● **AIM OF THE TASK**:
Return every line from the records below with the string "patch".

-------

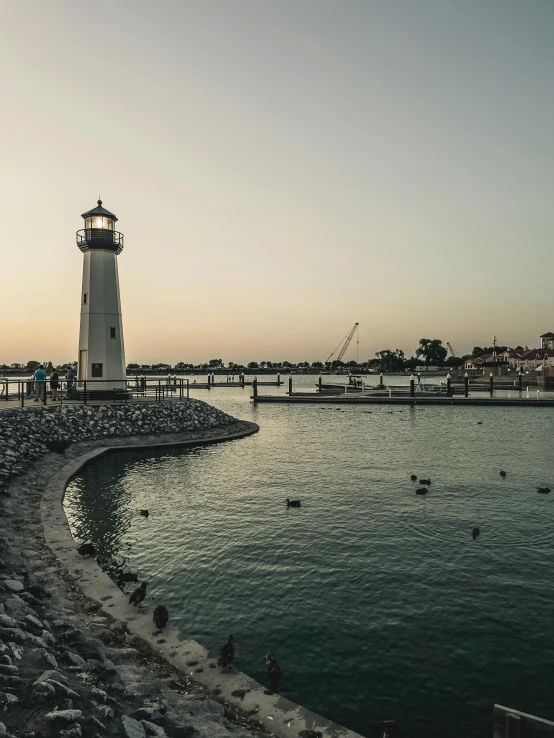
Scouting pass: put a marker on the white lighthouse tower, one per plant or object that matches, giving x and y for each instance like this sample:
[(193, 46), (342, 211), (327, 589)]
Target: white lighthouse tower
[(101, 352)]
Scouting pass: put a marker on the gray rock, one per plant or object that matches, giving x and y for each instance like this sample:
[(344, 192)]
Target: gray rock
[(132, 728), (43, 659), (67, 716), (34, 623), (73, 658), (152, 729), (98, 695), (7, 699), (13, 585), (106, 712), (51, 675)]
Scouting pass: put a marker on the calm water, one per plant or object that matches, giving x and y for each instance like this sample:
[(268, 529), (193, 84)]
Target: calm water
[(377, 603)]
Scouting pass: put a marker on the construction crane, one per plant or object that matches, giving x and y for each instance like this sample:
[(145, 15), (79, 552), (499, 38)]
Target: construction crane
[(345, 345)]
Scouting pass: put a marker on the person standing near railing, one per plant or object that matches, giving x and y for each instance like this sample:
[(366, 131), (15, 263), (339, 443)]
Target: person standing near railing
[(69, 378), (54, 384), (40, 383)]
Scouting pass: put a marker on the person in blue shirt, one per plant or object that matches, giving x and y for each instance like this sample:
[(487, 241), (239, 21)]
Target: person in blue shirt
[(40, 383)]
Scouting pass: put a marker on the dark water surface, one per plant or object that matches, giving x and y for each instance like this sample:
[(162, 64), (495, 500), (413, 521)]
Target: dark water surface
[(377, 603)]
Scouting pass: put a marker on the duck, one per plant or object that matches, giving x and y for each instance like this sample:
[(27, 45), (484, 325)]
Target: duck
[(138, 595), (86, 549), (273, 671), (227, 653), (127, 576), (160, 617)]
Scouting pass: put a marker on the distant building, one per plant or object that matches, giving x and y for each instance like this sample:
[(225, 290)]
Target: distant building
[(547, 340), (525, 359)]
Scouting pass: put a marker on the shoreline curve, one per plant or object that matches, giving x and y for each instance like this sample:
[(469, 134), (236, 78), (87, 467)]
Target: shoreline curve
[(277, 714)]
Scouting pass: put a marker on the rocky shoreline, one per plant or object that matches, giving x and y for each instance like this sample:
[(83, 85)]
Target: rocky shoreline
[(67, 668)]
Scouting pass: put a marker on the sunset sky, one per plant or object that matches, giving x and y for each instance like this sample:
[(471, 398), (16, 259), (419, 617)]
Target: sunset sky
[(280, 170)]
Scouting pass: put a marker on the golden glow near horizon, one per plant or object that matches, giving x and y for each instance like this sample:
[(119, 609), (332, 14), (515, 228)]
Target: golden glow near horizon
[(280, 170)]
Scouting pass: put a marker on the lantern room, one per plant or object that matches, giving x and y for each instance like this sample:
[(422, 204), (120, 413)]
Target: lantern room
[(99, 231)]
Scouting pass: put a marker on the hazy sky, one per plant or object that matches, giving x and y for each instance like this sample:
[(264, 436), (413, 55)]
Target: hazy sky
[(280, 170)]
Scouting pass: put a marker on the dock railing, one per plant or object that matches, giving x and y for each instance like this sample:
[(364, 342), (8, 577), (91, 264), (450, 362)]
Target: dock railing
[(23, 392)]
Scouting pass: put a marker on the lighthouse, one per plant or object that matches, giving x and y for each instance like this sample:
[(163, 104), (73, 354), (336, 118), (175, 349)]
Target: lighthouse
[(101, 352)]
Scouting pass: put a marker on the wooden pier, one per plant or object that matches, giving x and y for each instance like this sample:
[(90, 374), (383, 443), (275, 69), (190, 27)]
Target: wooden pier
[(420, 400)]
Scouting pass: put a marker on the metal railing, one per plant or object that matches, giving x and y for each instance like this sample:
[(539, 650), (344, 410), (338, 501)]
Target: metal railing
[(57, 392), (101, 238)]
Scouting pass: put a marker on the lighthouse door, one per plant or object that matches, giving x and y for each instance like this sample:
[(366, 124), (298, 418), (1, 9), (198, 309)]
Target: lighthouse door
[(83, 361)]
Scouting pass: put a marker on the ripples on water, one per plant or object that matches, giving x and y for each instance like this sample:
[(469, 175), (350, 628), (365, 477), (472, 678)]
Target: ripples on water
[(377, 602)]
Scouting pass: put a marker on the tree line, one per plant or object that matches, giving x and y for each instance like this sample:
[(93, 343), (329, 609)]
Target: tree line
[(430, 352)]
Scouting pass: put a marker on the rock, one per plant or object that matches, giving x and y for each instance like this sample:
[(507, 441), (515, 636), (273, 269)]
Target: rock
[(132, 728), (66, 716), (7, 699), (72, 658), (50, 676), (43, 659), (148, 713), (34, 623), (152, 729), (98, 695), (13, 585), (106, 712)]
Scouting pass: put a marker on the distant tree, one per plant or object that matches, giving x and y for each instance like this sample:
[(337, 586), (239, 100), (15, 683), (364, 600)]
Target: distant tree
[(391, 361), (432, 350)]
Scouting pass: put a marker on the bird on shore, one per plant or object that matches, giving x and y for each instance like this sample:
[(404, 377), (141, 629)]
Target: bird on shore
[(227, 653), (86, 549), (126, 576), (160, 617), (273, 671), (138, 595)]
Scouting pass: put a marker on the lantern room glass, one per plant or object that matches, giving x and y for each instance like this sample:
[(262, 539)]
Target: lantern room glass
[(99, 221)]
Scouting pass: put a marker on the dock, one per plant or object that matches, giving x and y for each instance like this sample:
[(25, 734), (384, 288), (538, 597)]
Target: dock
[(317, 399)]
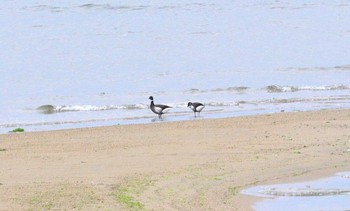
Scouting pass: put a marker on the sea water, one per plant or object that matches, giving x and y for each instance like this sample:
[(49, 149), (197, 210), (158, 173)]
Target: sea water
[(70, 64), (331, 193)]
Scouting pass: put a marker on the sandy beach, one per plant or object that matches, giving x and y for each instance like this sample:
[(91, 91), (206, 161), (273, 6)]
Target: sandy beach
[(185, 165)]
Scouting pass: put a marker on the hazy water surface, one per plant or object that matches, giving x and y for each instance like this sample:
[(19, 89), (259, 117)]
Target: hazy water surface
[(331, 193), (92, 63)]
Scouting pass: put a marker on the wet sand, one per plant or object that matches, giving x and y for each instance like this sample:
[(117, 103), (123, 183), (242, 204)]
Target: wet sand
[(188, 165)]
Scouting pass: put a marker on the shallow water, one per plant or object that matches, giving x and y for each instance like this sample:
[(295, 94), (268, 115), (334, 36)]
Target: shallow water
[(332, 193), (96, 63)]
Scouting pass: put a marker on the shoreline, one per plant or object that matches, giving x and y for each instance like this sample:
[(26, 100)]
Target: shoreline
[(198, 164)]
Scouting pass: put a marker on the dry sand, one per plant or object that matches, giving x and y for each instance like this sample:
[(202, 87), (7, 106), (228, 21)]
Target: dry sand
[(190, 165)]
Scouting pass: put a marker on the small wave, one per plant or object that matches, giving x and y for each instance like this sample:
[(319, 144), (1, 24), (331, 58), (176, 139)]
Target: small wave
[(304, 192), (279, 89), (49, 109), (228, 89), (317, 69), (110, 7)]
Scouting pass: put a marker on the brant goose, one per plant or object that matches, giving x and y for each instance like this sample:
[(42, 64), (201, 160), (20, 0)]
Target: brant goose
[(158, 109), (196, 107)]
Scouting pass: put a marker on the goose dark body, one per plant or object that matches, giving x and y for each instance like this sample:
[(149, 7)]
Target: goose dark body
[(158, 108), (196, 107)]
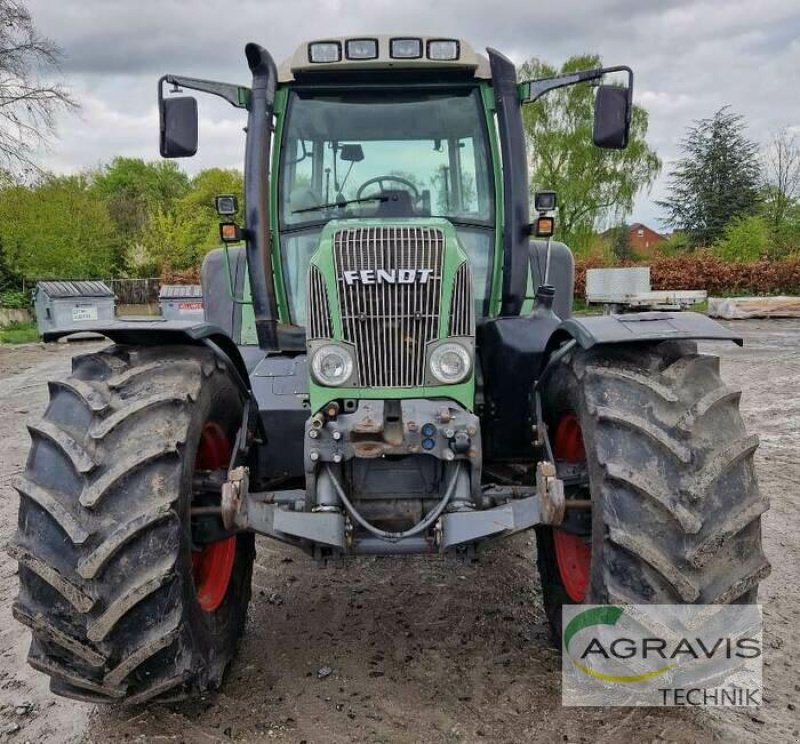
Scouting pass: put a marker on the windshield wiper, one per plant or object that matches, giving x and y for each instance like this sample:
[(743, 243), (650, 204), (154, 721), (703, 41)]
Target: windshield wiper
[(343, 203)]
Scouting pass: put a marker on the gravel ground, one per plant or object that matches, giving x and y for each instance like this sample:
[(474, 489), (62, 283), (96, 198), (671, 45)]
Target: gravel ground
[(416, 649)]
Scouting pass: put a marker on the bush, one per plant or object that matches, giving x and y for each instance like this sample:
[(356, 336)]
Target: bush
[(14, 299), (719, 278), (19, 333)]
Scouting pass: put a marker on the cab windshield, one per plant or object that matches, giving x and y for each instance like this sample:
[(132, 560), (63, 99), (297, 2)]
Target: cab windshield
[(377, 155)]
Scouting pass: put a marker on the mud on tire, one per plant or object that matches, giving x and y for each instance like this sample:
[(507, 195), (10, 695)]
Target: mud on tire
[(104, 541), (676, 509)]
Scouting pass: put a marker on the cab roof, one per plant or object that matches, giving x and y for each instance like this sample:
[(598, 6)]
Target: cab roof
[(302, 61)]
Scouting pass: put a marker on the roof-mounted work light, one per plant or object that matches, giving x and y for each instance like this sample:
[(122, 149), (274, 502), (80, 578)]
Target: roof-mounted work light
[(361, 49), (405, 48), (443, 50), (324, 52)]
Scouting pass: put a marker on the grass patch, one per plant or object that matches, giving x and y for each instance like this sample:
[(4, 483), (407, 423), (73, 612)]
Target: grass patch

-------

● **COMPLETED TASK**:
Scouting pass: put a marker on the grass patch, one per plant or object that matches, giving x and y for each instance like this sample:
Target: grass patch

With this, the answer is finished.